[INFORMATION PROVIDED]

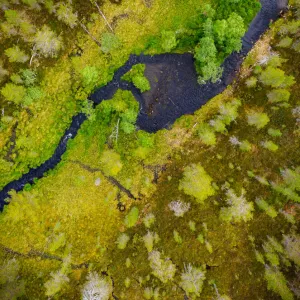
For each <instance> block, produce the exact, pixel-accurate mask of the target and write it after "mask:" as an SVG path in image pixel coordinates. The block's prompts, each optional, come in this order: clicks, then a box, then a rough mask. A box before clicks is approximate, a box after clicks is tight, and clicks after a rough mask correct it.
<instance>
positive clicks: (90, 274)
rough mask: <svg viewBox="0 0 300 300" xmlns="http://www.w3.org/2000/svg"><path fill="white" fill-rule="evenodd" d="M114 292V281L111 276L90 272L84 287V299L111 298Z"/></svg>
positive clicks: (95, 272)
mask: <svg viewBox="0 0 300 300" xmlns="http://www.w3.org/2000/svg"><path fill="white" fill-rule="evenodd" d="M112 293H113V283H112V280H111V279H110V278H109V276H106V277H104V276H99V275H98V273H96V272H90V273H89V274H88V276H87V281H86V283H85V284H84V286H83V289H82V298H81V299H82V300H91V299H101V300H109V299H110V298H111V295H112Z"/></svg>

[/INFORMATION PROVIDED]

What lines in the data above carry "instance"? Return them all.

> [COMPLETED EXERCISE]:
For each <instance> block, produce the exact, pixel-accurate mask of the target and write it after "mask:" as an SVG path in image pixel coordinates. The block's prompts, each optional, come in this order: clicks, then a box, then a rough mask. A box before clicks is approximate, a box after clicks is tight, and clicks after a rough mask correct it.
<instance>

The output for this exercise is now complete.